> Text
· · · · ·

The AP is among these, and its report on Shahini’s bail release names Vafadari as one of the dual nationals currently in detention, but also declares that he has not yet been tried or sentenced. In this sense, the AP is more optimistic than various commentators on the Iranian human rights situation. Still, the report does not seem to overstate the importance of Shahini’s release, insofar as it acknowledges that the conditions of that release are still unknown.
For instance, it is not clear whether Shahini will have the opportunity to leave the country now that he has arranged to pay his bail of 62,000 dollars. If he must remain in Iran, he will be subject to re-arrest at any time – a fate that has certainly befalling other political prisoners who had previously been released, including not only those who had made bail but also those who had been granted early release on the basis of life-threatening medical conditions.
In the broadest sense, Shahini himself falls into this category. That is to say, his release came only after a weeks-long hunger strike, which began on February 15 whereupon Shahini attested that he would be willing to continue the protest until the point of death. Similar hunger strikes have occasionally won successes in recent months, although generally not until the prisoners in question suffered severe health consequences, and even then not until they had garnered demonstrated sympathy or even large-scale protests among the national populace.
As with Shahini’s dubious bail-release, the resolutions to these cases are rarely, if ever, definitive. For instance, in the well-known case of Arash Sadeghi, the more than two-month hunger strike was only aimed at securing the release of his wife, who had been ordered to begin a sentence on the basis of fictional writing found in a personal notebook. Even after public protests and social media campaigns necessitated a response from the judiciary, Sadeghi’s wife was only granted conditional release pending the review of her case.
In other instances, hunger strikes have been brought to an end through deception. The brothers Mehdi and Hossein Rajabian, who are serving sentences on the basis of their running an online music streaming platform, have re-started hunger strikes that were ended after authorities falsely promised that their demands would be addressed. It is too early to say whether or not Shahini’s release is another example of this sort of deception, aimed at both ending his hunger strike and changing the media narrative about his case before he is returned to prison.

· · · · ·

Items from a dataset:
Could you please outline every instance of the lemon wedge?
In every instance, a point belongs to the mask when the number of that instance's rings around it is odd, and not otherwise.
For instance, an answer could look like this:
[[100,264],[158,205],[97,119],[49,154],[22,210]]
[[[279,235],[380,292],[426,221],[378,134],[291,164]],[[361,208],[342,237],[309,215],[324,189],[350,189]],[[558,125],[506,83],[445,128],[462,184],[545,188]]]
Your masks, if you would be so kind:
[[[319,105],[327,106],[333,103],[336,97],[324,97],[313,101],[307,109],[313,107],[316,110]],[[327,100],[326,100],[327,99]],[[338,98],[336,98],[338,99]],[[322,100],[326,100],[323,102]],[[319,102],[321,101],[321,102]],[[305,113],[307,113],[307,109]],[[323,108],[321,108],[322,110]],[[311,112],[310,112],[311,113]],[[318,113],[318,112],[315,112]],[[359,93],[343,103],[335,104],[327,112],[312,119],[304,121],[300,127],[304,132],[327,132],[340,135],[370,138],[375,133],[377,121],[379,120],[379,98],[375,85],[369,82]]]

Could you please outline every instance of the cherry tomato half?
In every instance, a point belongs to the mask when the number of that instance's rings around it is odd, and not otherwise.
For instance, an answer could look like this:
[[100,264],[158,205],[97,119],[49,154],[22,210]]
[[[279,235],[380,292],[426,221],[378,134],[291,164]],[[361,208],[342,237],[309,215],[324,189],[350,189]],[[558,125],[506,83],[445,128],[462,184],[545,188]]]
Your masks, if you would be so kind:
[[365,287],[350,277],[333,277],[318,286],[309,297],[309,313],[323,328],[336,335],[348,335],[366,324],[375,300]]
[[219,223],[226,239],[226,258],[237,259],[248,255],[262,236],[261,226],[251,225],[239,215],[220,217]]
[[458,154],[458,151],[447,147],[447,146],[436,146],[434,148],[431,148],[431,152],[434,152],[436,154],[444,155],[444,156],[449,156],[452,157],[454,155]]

· · · · ·

> What to produce
Extend the article on Shahini's bail release, picking up right after its last sentence. None of the rows above are needed.

> Solved problem
Whatever the case, there are a great many political prisoners who remain incarcerated in the Islamic Republic, whose cases may or may not be subject to the same sorts of internal and external pressures as was Shahini’s. Among them is the British-Iranian charity worker Nazanin Zaghari-Ratcliffe, for whom Monday marked one year since the day she was arrested and separated from her two-year-old daughter, who has been barred from returning to her father in Britain.
Certainly, there is a great deal of advocacy on Zaghari-Ratcliffe’s behalf, but none of that advocacy is coming directly from the British government. The Telegraph reports that this was the subject of an Amnesty International statement and a rally on Sunday, neither of which was the first instance of Zaghari-Ratcliffe’s family and supporters criticizing the government for inaction or accusing it of prioritizing potential economic relations with Iran ahead of the lives of dual nationals.
The Telegraph notes that British Foreign Secretary Boris Johnson has continually refused to meet with Zaghari-Ratcliffe’s husband Richard Ratcliffe. By contrast, US President Donald Trump was quick to meet with the family of Robert Levinson, who has been missing in Iran since 2007. This reportedly inspired a great deal of confidence in the Trump administration’s willingness to directly confront the issue of Iranian hostage-taking. This is in keeping with a generally confrontational tone toward Iran, and it is certainly possible that the offer of bail for Shahini is an instance of the Iranian regime scaling back its own confrontations out of fear of escalating consequences.